What to work on: Please count the lines below that hold the word "shorts" and give the count without any other text.

(Phrase grounding data)
------------------------------------------------------------
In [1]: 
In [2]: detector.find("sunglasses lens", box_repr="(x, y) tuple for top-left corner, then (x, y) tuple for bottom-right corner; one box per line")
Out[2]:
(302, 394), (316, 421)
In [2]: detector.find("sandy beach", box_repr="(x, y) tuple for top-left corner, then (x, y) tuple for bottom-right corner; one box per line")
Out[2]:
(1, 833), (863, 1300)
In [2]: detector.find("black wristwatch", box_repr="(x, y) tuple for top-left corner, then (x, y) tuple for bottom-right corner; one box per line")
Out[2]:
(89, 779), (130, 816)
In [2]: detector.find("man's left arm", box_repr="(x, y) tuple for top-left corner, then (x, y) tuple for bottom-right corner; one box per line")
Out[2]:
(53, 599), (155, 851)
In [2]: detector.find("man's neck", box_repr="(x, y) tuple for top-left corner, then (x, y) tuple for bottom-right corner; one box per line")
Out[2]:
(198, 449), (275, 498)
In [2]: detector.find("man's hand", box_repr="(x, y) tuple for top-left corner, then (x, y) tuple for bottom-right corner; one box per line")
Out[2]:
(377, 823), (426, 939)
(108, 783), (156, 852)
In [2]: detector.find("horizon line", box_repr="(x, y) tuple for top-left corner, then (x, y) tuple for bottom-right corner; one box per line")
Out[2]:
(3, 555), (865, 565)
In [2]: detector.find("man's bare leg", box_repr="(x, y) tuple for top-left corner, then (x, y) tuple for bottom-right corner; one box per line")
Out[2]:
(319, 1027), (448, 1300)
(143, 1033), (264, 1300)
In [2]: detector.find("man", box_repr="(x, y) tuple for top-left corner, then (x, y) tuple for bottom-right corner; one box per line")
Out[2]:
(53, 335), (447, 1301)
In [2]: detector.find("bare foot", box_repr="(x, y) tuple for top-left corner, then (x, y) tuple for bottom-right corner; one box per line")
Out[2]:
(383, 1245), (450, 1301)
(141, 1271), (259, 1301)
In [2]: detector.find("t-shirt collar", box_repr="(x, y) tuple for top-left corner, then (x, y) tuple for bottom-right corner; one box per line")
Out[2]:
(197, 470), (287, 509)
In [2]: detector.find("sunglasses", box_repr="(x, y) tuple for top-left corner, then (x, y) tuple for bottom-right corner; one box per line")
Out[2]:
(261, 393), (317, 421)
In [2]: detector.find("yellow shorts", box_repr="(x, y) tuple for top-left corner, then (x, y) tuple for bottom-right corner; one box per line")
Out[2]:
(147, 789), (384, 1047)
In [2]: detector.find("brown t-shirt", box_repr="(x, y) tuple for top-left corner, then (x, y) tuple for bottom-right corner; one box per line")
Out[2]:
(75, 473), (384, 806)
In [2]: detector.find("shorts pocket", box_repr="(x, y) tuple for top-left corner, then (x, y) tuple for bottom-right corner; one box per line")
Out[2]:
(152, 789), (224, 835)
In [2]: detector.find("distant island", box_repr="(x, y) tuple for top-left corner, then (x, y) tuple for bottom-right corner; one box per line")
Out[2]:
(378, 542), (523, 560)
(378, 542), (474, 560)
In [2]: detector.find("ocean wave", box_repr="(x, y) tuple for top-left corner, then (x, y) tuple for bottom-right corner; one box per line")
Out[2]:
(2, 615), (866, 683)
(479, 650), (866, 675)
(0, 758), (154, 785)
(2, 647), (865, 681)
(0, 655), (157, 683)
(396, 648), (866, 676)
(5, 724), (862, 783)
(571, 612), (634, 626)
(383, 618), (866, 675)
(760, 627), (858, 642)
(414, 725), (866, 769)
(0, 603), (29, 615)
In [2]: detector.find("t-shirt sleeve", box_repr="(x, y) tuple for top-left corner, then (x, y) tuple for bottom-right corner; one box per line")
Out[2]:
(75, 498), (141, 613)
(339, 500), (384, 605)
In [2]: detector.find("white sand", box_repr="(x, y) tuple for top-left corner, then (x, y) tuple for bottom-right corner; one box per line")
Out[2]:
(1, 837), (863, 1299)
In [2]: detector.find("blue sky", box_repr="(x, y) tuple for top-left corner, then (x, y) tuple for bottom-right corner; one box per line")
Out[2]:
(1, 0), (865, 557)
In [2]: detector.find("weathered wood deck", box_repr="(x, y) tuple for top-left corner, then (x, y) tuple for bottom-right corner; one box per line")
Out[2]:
------------------------------------------------------------
Answer to this problem: 2